- _QUELLTEXT_:
═══
Judith Huppertz und Christoph Verstraeten haben in der Schildstraße, unweit des Aachener Doms, eine Geigenbauwerkstatt mit Geschäft eröffnet. Ein Besuch bei »Vitula«.
VON SOPHIA WEHMEYER
Eine sonnendurchflutete Werkstatt. An der Wand hängen Stemm-Eisen. In der mächtigen, raumfüllenden Werkbank ist ein Kontrabass eingespannt. Im Radio im Regal läuft Streichermusik. Dort schmiegen sich außerdem fertige Geigen an solche, die es bald werden wollen. Das ist die neue Geigenbauwerkstatt in der Schildstraße.
An dem Kontrabass in der Werkbank arbeitet Christoph Verstraeten. Das Instrument unter seinen Händen ist für den Verleih bestimmt. »Manchmal kaufen wir Instrumente und arbeiten sie auf, bis sie sich richtig gut spielen lassen.« Zusammen mit Freundin Judith Huppertz hat Christoph Verstraeten die Geigenwerkstatt Vitula im November 2015 in der Schildstraße, nahe der Musikhochschule und dem Theater, eröffnet.
Kennengelernt hat sich das junge Paar während seiner Ausbildung an der Internationale Lutherie School Antwerpen (ILSA). Die Ausbildung an der Instrumentenbauschule sei eine Mischung aus Musikgeschichte, Akustik, Technologie, technischem Zeichnen und Ensemblestunden, die kleinen Klassen sehr international.
═══
- _AUSGEWÄHLTE ZEILEN_:
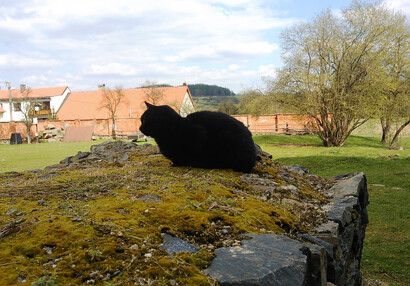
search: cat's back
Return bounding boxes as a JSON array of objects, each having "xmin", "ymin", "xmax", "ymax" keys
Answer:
[{"xmin": 187, "ymin": 111, "xmax": 250, "ymax": 134}]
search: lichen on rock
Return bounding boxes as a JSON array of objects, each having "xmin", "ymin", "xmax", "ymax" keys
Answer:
[{"xmin": 0, "ymin": 141, "xmax": 333, "ymax": 285}]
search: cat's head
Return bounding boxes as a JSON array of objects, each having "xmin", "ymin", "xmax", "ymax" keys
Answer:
[{"xmin": 140, "ymin": 102, "xmax": 181, "ymax": 138}]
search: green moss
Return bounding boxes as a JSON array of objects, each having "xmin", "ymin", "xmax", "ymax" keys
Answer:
[{"xmin": 0, "ymin": 146, "xmax": 325, "ymax": 285}]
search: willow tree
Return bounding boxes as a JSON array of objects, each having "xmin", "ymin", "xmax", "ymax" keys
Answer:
[{"xmin": 271, "ymin": 1, "xmax": 398, "ymax": 146}]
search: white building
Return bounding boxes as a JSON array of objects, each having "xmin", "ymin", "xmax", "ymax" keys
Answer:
[{"xmin": 0, "ymin": 85, "xmax": 71, "ymax": 122}]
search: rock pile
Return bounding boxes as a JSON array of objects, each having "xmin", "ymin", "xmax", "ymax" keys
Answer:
[
  {"xmin": 0, "ymin": 141, "xmax": 368, "ymax": 286},
  {"xmin": 38, "ymin": 124, "xmax": 64, "ymax": 143}
]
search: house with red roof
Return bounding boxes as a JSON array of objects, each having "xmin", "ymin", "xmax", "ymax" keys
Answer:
[
  {"xmin": 57, "ymin": 85, "xmax": 195, "ymax": 121},
  {"xmin": 0, "ymin": 84, "xmax": 195, "ymax": 139},
  {"xmin": 0, "ymin": 85, "xmax": 71, "ymax": 122}
]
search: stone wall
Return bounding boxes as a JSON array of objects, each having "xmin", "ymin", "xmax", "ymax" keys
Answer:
[{"xmin": 205, "ymin": 173, "xmax": 369, "ymax": 286}]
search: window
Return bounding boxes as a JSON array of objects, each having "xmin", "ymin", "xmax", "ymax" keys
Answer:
[{"xmin": 13, "ymin": 102, "xmax": 21, "ymax": 111}]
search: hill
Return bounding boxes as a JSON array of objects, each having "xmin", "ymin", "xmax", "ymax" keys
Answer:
[{"xmin": 188, "ymin": 83, "xmax": 235, "ymax": 96}]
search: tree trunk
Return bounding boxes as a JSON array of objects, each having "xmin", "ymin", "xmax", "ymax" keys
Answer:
[
  {"xmin": 380, "ymin": 118, "xmax": 391, "ymax": 144},
  {"xmin": 27, "ymin": 126, "xmax": 31, "ymax": 144},
  {"xmin": 389, "ymin": 120, "xmax": 410, "ymax": 149},
  {"xmin": 112, "ymin": 117, "xmax": 117, "ymax": 139}
]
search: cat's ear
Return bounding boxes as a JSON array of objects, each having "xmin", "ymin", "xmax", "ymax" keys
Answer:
[{"xmin": 145, "ymin": 101, "xmax": 155, "ymax": 109}]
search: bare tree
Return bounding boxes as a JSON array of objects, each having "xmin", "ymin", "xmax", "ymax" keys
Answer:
[
  {"xmin": 20, "ymin": 88, "xmax": 35, "ymax": 144},
  {"xmin": 141, "ymin": 80, "xmax": 164, "ymax": 105},
  {"xmin": 272, "ymin": 1, "xmax": 402, "ymax": 146},
  {"xmin": 375, "ymin": 9, "xmax": 410, "ymax": 149},
  {"xmin": 101, "ymin": 86, "xmax": 124, "ymax": 139}
]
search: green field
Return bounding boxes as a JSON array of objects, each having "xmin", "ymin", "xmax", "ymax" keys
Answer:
[{"xmin": 0, "ymin": 135, "xmax": 410, "ymax": 285}]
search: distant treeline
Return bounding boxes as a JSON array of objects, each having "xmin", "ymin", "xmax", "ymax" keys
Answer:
[
  {"xmin": 188, "ymin": 83, "xmax": 235, "ymax": 96},
  {"xmin": 140, "ymin": 81, "xmax": 235, "ymax": 96}
]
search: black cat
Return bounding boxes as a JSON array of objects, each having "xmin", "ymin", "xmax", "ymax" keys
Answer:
[{"xmin": 140, "ymin": 102, "xmax": 256, "ymax": 172}]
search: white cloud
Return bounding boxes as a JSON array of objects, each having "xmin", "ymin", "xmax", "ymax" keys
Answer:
[
  {"xmin": 83, "ymin": 63, "xmax": 137, "ymax": 76},
  {"xmin": 0, "ymin": 0, "xmax": 302, "ymax": 92}
]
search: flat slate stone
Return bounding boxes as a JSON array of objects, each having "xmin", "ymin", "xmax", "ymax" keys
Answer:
[{"xmin": 204, "ymin": 234, "xmax": 308, "ymax": 286}]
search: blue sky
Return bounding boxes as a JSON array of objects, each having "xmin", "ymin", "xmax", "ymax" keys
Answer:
[{"xmin": 0, "ymin": 0, "xmax": 410, "ymax": 92}]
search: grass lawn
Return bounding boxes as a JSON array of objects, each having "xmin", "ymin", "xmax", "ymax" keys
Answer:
[
  {"xmin": 0, "ymin": 140, "xmax": 111, "ymax": 173},
  {"xmin": 0, "ymin": 135, "xmax": 410, "ymax": 285},
  {"xmin": 254, "ymin": 135, "xmax": 410, "ymax": 285}
]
═══
- _GESTELLTE AUFGABEN_:
• 1. Wann haben Judith Huppertz und Christoph Verstraeten laut dem Quelltext die Geigenwerkstatt Vitula eröffnet?
• 2. Prüfen Sie, ob die folgenden Aussagen mit dem Quelltext übereinstimmen, und belegen Sie jedes Urteil mit einem wörtlichen Zitat. (a) Die Werkstatt liegt in der Schildstraße nahe dem Aachener Dom. (b) Der Kontrabass in der Werkbank soll verkauft werden. (c) Das Paar hat sich während der Ausbildung in Antwerpen kennengelernt.
Für die Bearbeitung braucht man die Zeilen nicht.

- _LÖSUNGEN JE AUFGABE_:
• 1. Im November 2015.

• 2.
(a) Ja: „in der Schildstraße, unweit des Aachener Doms“
(b) Nein: „Das Instrument unter seinen Händen ist für den Verleih bestimmt.“
(c) Ja: „Kennengelernt hat sich das junge Paar während seiner Ausbildung an der Internationale Lutherie School Antwerpen (ILSA).“